#### Übungsaufgaben
(a) Seit wann werden laut dem Lesetext zur Entwicklung des Schulbuchs vermehrt moderne didaktisch-curriculare Ansätze angewendet?
(b) Tauschen Sie im Lesetext zur Entwicklung des Schulbuchs „Lehrperson“ gegen „Lehrkraft“ aus und geben Sie dabei die Passage von „Über die Jahre“ bis „eines lerner:innenzentrierten Unterricht.“ wieder.
(c) Führen Sie den Lesetext zur Entwicklung des Schulbuchs nach seinem letzten Satz weiter.

---- Lesetext

Über die Jahre entwickelte sich das Schulbuch „vom Lehrbuch zum Lernbuch“ (Tramm & Goldbach, 2005, S. 203). Während sie in den 1950er- bis 1970er-Jahren noch die Funktion hatten, Lehrpläne zu ersetzen und eine Orientierung für den Unterricht zu bieten, gerieten sie wenig später in eine Legitimationskrise und wurden häufig durch andere Unterrichtskonzepte abgelöst und verdrängt (Tramm & Goldbach, 2005). Seit den 1990er-Jahren werden vermehrt „moderne didaktisch-curriculare Ansätze“ (Tramm & Goldbach, 2005, S. 204) angewendet, wodurch die zuvor veralteten Schulbücher wieder an Aktualität gewannen. Sie unterstützen sowohl die Schülerinnen und Schüler als auch die Lehrperson und erleichtern die Umsetzung eines lerner:innenzentrierten Unterricht.

--------
---- Gegebenes Material

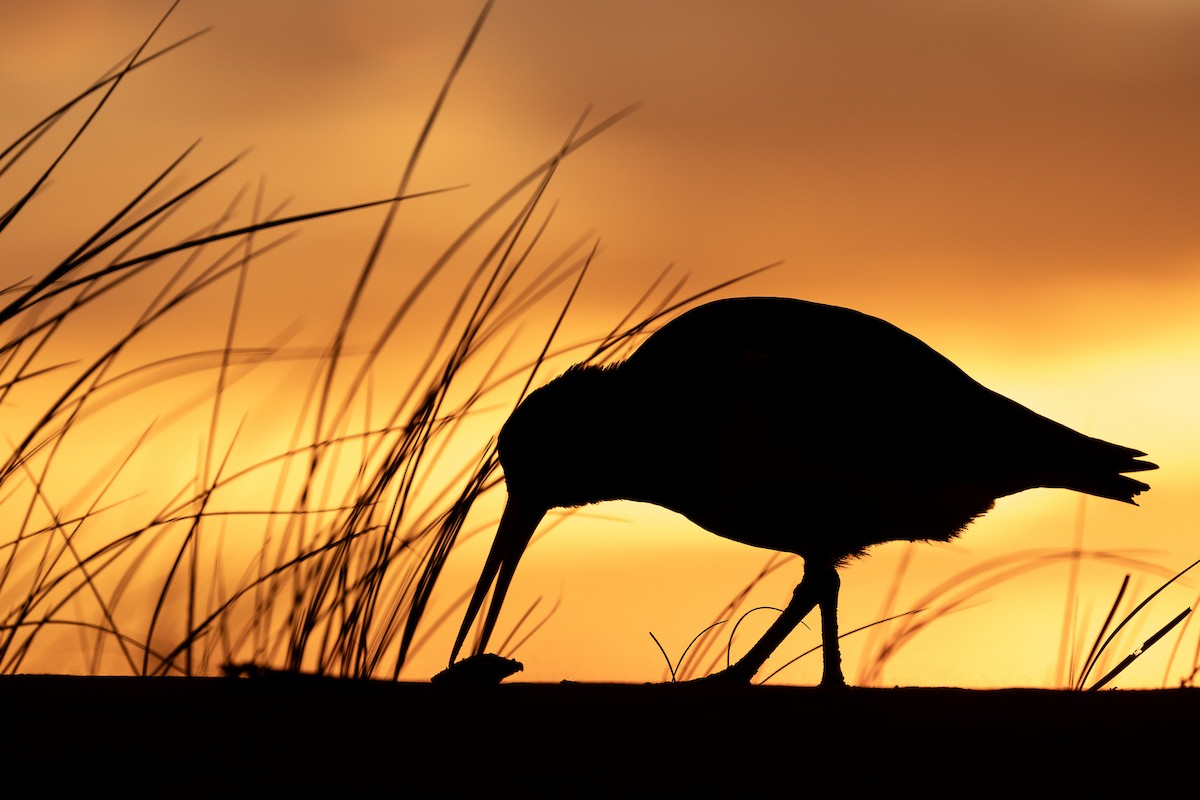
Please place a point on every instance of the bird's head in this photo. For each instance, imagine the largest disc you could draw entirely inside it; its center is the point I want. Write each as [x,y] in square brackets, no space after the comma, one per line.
[549,455]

--------

#### Lösungen
(a) Seit den 1990er-Jahren.

(b)
Über die Jahre entwickelte sich das Schulbuch „vom Lehrbuch zum Lernbuch“ (Tramm & Goldbach, 2005, S. 203). Während sie in den 1950er- bis 1970er-Jahren noch die Funktion hatten, Lehrpläne zu ersetzen und eine Orientierung für den Unterricht zu bieten, gerieten sie wenig später in eine Legitimationskrise und wurden häufig durch andere Unterrichtskonzepte abgelöst und verdrängt (Tramm & Goldbach, 2005). Seit den 1990er-Jahren werden vermehrt „moderne didaktisch-curriculare Ansätze“ (Tramm & Goldbach, 2005, S. 204) angewendet, wodurch die zuvor veralteten Schulbücher wieder an Aktualität gewannen. Sie unterstützen sowohl die Schülerinnen und Schüler als auch die Lehrkraft und erleichtern die Umsetzung eines lerner:innenzentrierten Unterricht.

(c)
Funktionen von Schulbüchern

pädagogisch-didaktische Funktion

Schulbücher erfüllen einerseits pädagogisch-didaktische Funktionen und fungieren als „Arbeitsmittel, Lernhilfe und Gegenstand des schulischen Lernprozesses“ (Wiater, 2003, S. 2). Hierbei werden die Schülerinnen und Schüler als Gesellschaftsmitglieder durch vom Staat ausgewählte Inhalte gebildet. Im Wirtschaftsunterricht steht dabei die Entwicklung des „mündige[n] Wirtschaftsbürger[s]“ (Ministerium für Kultus, Jugend und Sport Baden-Württemberg, 2016) im Vordergrund (Reflexive Wirtschaftsdidaktik; Kompetenzmodelle). Des Weiteren unterstützt und entlastet das Schulbuch die Lehrperson bei der Vorbereitung des Unterrichts sowie die Lernenden bei der Vor- und Nachbereitung und Wiederholung der behandelten Unterrichtsthemen.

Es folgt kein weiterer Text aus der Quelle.